Listed entries
^^^^

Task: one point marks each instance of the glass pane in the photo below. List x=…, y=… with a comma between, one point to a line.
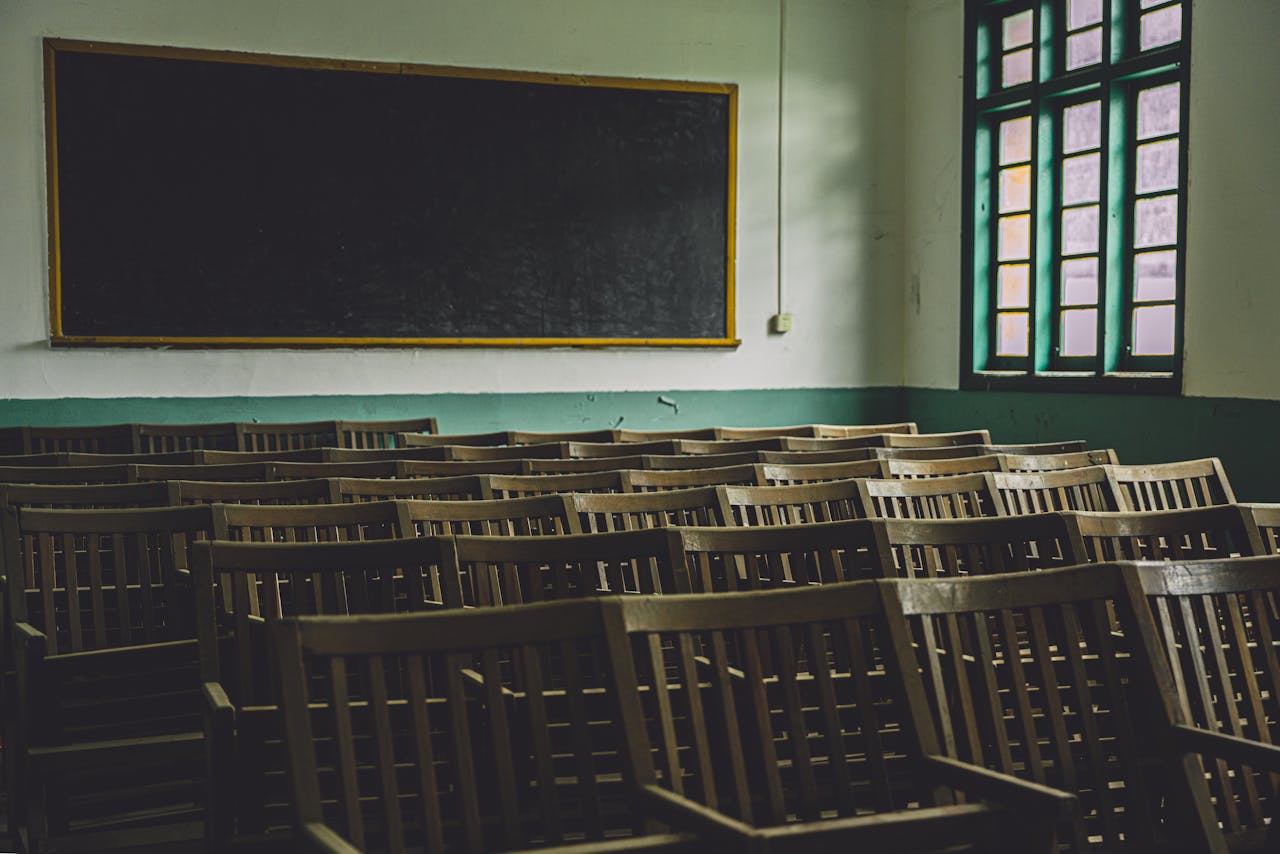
x=1080, y=282
x=1160, y=27
x=1018, y=67
x=1082, y=127
x=1157, y=165
x=1082, y=13
x=1159, y=110
x=1155, y=275
x=1084, y=49
x=1156, y=222
x=1082, y=177
x=1015, y=238
x=1079, y=336
x=1018, y=30
x=1015, y=140
x=1015, y=286
x=1015, y=188
x=1011, y=334
x=1080, y=231
x=1153, y=330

^^^^

Task goal
The records are to be returned verbatim. Skip any picture they contain.

Written answer
Task: one point marks each instance of the glass pane in the photo below. List x=…, y=… with a comma between, one point to a line.
x=1080, y=282
x=1160, y=27
x=1018, y=67
x=1082, y=127
x=1157, y=165
x=1082, y=13
x=1159, y=110
x=1155, y=275
x=1084, y=49
x=1156, y=222
x=1082, y=177
x=1015, y=238
x=1079, y=336
x=1018, y=30
x=1015, y=140
x=1015, y=286
x=1015, y=188
x=1011, y=334
x=1080, y=231
x=1153, y=330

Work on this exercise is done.